TO DO: The answer is the data repeated in full, with no pictures included.

──────── INPUT FOR THIS TASK ────────

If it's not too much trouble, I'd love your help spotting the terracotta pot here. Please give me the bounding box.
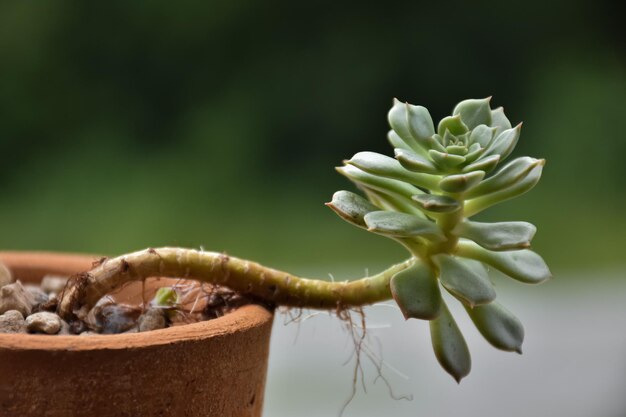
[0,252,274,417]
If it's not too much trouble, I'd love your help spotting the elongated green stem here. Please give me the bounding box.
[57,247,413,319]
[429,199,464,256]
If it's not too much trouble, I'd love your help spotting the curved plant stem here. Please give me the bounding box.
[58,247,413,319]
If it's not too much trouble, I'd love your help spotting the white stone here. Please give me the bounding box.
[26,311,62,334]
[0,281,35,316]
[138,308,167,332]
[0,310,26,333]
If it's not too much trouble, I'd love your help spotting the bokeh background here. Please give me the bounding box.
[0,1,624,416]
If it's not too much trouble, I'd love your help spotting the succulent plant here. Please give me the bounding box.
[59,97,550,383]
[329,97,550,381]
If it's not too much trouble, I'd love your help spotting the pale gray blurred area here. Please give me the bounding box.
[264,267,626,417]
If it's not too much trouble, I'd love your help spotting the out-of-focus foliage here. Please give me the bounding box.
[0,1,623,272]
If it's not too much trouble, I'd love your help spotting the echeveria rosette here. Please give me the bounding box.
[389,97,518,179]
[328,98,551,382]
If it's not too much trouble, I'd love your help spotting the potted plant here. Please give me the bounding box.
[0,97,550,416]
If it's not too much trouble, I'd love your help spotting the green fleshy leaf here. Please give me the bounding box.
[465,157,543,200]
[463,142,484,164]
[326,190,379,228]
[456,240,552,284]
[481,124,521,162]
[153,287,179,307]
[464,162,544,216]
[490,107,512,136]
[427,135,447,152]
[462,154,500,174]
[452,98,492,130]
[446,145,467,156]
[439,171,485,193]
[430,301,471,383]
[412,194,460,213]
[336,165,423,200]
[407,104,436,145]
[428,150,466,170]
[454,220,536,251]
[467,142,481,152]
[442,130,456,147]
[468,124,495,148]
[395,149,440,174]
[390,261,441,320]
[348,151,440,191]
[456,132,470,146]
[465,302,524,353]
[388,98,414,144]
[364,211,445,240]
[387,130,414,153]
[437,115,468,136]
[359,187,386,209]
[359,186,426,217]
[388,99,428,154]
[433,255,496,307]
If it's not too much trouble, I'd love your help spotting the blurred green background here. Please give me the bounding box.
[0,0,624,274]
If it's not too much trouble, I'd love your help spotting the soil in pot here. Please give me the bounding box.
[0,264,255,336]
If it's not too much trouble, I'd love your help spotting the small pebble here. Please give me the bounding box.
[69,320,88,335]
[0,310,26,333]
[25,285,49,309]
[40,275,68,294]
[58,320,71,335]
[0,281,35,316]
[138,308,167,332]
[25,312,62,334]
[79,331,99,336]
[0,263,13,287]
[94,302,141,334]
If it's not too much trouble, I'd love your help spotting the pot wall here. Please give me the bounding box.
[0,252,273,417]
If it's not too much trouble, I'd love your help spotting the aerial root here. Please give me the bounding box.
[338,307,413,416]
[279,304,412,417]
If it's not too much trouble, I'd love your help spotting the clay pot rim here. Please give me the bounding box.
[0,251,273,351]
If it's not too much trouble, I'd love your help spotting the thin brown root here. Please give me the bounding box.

────────

RESPONSE TO THIS EXERCISE:
If it's not too much trouble, I'd love your help spotting the terracotta pot here. Please give me the bounding box.
[0,252,274,417]
If it's not too much trouble, I'd love your help spotting the elongated green stem here. Please give me the bounding box.
[57,247,413,319]
[429,199,464,256]
If it's not too much trouble, I'd love your help spotting the curved plant stem here. Please give me the bounding box.
[58,247,413,319]
If it's not too much trouble, I'd love your help spotting the white stone here. Please give me the bounding box.
[26,311,62,334]
[0,281,35,316]
[138,308,167,332]
[0,310,26,333]
If it's not too much trouble, I'd love your help spotting the bokeh background here. Please give me the bounding box.
[0,1,624,416]
If it's not too much trouble, I'd love your help spotting the succulent plant here. Please give me the bounding box.
[59,97,550,383]
[329,97,550,381]
If it's not too much trouble, I'd love your help spotting the pale gray blurred area here. Please give me the bounding box.
[264,267,626,417]
If it's not too much trouble, I'd love your help spotting the out-of-focus foliage here. Please give me the bounding box.
[0,1,623,272]
If it's not too much trouble, I'd love your help spotting the echeveria rosette here. Please give me the bounding box.
[389,97,518,179]
[328,98,551,382]
If it's not too much trouble, I'd love your help spotting the potted plant here. Please give me the bounding box.
[0,97,550,416]
If it's not too much trouble, I'd love your help spotting the green fleshy leaf here. Please give me the bounding box.
[465,157,543,200]
[463,142,484,164]
[326,190,379,228]
[456,240,552,284]
[481,124,521,162]
[153,287,179,307]
[464,162,544,216]
[490,107,512,136]
[427,135,447,152]
[462,154,500,174]
[452,98,492,130]
[446,145,467,156]
[439,171,485,193]
[430,301,471,383]
[412,194,460,213]
[336,165,423,200]
[407,104,436,145]
[428,150,466,170]
[454,220,536,251]
[467,142,481,152]
[442,130,456,147]
[468,124,495,148]
[395,149,440,174]
[390,261,441,320]
[348,151,440,191]
[456,132,470,146]
[465,302,524,353]
[388,98,414,144]
[364,211,445,240]
[387,130,414,153]
[437,115,468,136]
[359,187,386,209]
[359,186,426,217]
[388,99,428,154]
[433,255,496,307]
If it's not too much trouble, I'd love your help spotting the blurred green background here. Please give me the bounding box.
[0,0,624,274]
If it's not too much trouble, I'd love your help spotting the soil in pot here. Please give me the bounding box.
[0,264,255,336]
If it's not too much trouble, I'd love your help spotting the small pebble here. Please give me the bounding box.
[69,320,88,335]
[0,310,26,333]
[25,285,49,309]
[40,275,68,294]
[58,320,71,335]
[0,281,35,316]
[138,308,167,332]
[25,312,62,334]
[79,331,99,336]
[0,263,13,287]
[94,302,141,334]
If it's not too much trouble, I'd love your help spotting the pot wall here. Please give me the bounding box.
[0,252,273,417]
If it's not too much trouble, I'd love your help spotting the aerial root here. Please give me the bounding box.
[338,307,413,416]
[279,304,412,417]
If it's not too much trouble, I'd love your help spotting the clay pot rim here. Please give me the bounding box.
[0,251,273,351]
If it's not too much trouble, I'd love your help spotting the thin brown root here. Please give me the bounding box.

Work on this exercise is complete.